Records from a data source
-- Begin --

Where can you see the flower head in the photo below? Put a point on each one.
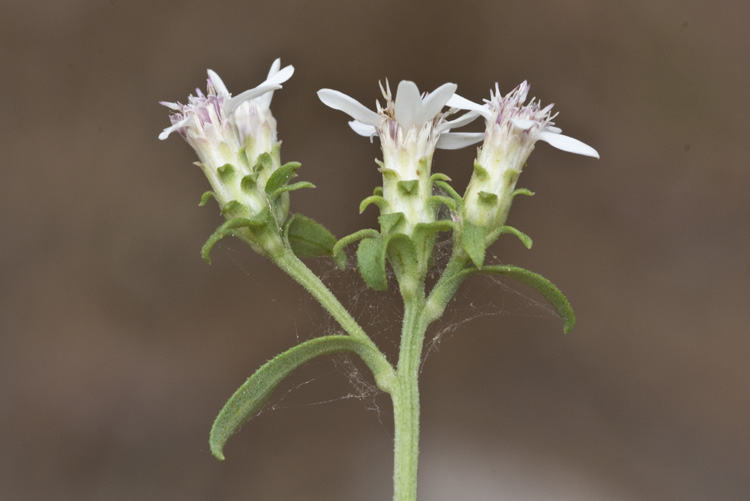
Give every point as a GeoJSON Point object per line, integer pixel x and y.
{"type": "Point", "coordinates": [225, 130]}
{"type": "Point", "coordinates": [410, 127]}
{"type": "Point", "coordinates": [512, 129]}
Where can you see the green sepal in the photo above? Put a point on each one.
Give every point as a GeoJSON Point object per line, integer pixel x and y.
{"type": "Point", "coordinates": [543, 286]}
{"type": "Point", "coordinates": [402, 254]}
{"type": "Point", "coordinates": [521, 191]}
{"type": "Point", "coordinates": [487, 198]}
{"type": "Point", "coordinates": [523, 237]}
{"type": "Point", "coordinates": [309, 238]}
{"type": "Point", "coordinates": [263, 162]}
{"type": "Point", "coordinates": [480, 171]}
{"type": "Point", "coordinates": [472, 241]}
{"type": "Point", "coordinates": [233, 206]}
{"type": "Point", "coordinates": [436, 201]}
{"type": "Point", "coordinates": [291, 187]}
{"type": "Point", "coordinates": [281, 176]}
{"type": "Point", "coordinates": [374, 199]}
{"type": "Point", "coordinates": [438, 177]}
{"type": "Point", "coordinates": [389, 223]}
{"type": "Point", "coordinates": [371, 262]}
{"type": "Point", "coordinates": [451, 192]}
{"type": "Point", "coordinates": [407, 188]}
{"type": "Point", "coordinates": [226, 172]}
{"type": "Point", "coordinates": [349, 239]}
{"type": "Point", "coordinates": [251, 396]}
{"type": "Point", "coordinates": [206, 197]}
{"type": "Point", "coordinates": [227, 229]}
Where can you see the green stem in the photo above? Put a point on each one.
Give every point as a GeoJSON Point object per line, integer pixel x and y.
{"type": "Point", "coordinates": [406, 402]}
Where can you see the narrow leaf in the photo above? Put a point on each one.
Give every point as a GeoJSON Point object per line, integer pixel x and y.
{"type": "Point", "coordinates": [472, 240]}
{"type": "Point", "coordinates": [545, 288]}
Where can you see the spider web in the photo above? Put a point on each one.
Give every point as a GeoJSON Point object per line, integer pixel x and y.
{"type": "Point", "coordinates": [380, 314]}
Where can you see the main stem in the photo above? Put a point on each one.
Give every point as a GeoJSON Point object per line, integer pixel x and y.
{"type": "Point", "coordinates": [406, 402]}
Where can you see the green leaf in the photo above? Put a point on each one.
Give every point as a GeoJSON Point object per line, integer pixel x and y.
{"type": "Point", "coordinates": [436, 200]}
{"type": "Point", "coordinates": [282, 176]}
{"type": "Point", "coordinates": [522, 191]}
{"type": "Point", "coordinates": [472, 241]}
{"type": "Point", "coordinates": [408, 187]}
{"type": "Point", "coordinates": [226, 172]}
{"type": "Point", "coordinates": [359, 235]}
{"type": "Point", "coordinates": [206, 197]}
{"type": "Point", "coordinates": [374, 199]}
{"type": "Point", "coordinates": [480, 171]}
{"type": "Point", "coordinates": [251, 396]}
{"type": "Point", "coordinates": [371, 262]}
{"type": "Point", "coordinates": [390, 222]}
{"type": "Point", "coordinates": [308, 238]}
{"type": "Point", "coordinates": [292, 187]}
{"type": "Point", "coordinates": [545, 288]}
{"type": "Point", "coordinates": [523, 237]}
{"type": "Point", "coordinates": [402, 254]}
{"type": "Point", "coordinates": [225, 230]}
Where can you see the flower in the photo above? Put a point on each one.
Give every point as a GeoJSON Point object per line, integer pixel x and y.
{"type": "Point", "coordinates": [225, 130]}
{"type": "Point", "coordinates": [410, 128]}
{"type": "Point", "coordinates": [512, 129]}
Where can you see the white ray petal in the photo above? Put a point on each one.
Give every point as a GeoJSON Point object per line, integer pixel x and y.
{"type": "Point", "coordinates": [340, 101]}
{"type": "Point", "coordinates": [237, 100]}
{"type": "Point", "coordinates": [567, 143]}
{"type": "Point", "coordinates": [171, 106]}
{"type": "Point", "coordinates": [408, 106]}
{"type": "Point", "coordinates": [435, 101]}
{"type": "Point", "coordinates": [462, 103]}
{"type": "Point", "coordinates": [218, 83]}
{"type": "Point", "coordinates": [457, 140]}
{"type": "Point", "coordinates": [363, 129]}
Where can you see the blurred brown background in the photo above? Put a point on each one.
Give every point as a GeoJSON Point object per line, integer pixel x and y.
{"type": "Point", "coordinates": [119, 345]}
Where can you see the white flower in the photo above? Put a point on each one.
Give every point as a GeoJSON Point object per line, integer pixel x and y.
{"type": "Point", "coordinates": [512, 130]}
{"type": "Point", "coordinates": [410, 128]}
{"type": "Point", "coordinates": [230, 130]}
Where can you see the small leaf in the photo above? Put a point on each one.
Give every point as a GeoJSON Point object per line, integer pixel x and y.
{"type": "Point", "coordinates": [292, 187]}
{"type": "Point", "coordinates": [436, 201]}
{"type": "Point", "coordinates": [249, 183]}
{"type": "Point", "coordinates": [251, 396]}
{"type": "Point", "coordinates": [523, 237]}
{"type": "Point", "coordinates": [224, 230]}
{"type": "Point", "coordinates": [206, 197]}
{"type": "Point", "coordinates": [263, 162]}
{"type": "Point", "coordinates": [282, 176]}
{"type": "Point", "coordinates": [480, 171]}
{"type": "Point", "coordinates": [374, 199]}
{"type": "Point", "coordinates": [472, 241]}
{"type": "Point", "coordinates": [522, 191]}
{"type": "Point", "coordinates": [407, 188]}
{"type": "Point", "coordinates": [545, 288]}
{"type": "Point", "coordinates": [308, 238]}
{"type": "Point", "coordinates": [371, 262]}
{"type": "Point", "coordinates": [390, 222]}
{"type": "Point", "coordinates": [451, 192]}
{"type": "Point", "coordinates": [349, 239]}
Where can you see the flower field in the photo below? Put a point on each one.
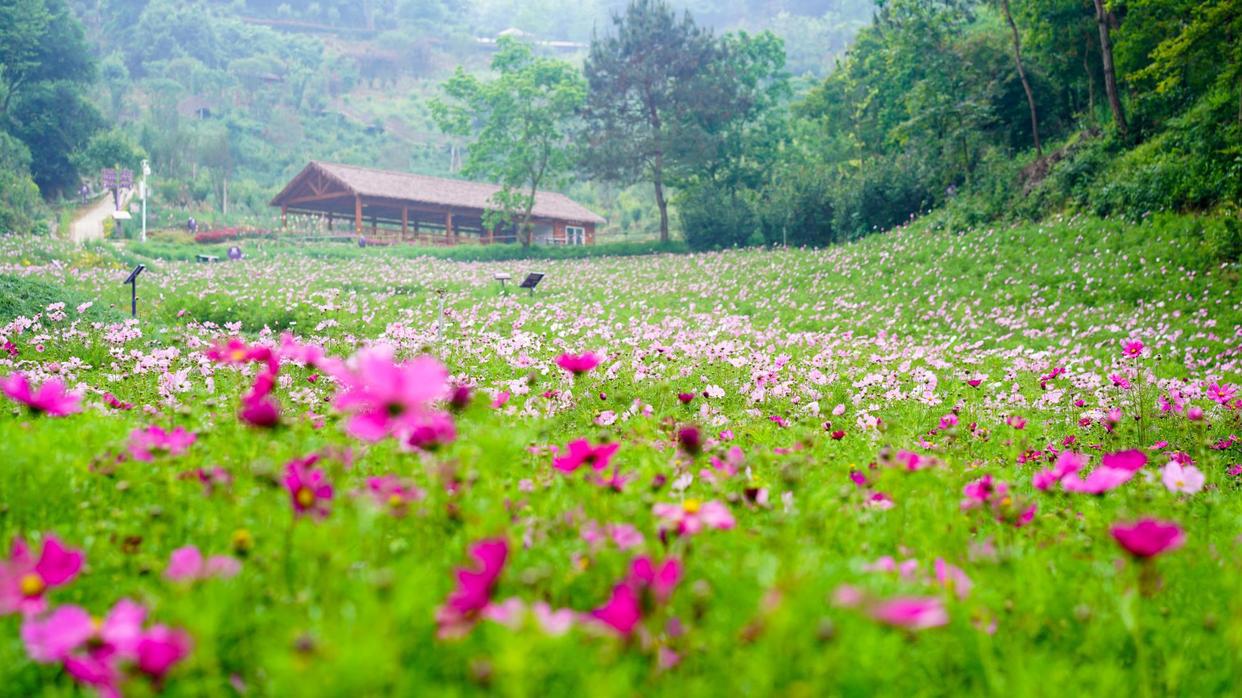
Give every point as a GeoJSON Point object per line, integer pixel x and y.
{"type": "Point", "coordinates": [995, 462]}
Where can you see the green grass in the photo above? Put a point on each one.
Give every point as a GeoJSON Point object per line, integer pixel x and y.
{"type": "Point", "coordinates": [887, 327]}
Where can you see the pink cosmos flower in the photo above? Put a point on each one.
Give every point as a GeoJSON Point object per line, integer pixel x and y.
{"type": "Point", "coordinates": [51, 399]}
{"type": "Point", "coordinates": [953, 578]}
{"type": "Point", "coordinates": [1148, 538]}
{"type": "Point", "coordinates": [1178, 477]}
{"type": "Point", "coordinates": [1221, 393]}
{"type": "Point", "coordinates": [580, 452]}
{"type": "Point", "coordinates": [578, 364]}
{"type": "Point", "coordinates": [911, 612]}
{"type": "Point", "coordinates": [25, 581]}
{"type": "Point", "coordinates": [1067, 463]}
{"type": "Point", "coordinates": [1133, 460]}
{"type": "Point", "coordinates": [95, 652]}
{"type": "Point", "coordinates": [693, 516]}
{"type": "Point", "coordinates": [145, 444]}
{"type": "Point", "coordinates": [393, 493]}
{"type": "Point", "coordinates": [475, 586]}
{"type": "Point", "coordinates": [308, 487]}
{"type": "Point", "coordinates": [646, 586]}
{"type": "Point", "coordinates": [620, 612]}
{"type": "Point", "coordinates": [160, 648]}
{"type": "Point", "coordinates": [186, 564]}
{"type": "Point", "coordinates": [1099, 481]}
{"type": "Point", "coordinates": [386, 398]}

-- End --

— What the task asks —
Reproduce the listing word for word, starting with the line that contains "Where can you see the green grass" and continuing through its final line, with both of those lines included.

— Solved problem —
Where can you see the green grass in the photo above? Put a point on each one.
Give every point as a GeoJSON Point object per line, integer pixel x and y.
{"type": "Point", "coordinates": [887, 327]}
Where can you see the pink cosmos flower in the photo above? Put a point on each one.
Give every point as a GeoJSON Point object per line, integer pixel x and y.
{"type": "Point", "coordinates": [51, 399]}
{"type": "Point", "coordinates": [953, 578]}
{"type": "Point", "coordinates": [1148, 538]}
{"type": "Point", "coordinates": [1178, 477]}
{"type": "Point", "coordinates": [1221, 393]}
{"type": "Point", "coordinates": [580, 452]}
{"type": "Point", "coordinates": [578, 364]}
{"type": "Point", "coordinates": [911, 612]}
{"type": "Point", "coordinates": [25, 581]}
{"type": "Point", "coordinates": [1067, 463]}
{"type": "Point", "coordinates": [1133, 460]}
{"type": "Point", "coordinates": [95, 652]}
{"type": "Point", "coordinates": [693, 516]}
{"type": "Point", "coordinates": [145, 444]}
{"type": "Point", "coordinates": [393, 493]}
{"type": "Point", "coordinates": [475, 586]}
{"type": "Point", "coordinates": [308, 487]}
{"type": "Point", "coordinates": [646, 586]}
{"type": "Point", "coordinates": [620, 612]}
{"type": "Point", "coordinates": [160, 648]}
{"type": "Point", "coordinates": [186, 564]}
{"type": "Point", "coordinates": [1099, 481]}
{"type": "Point", "coordinates": [386, 398]}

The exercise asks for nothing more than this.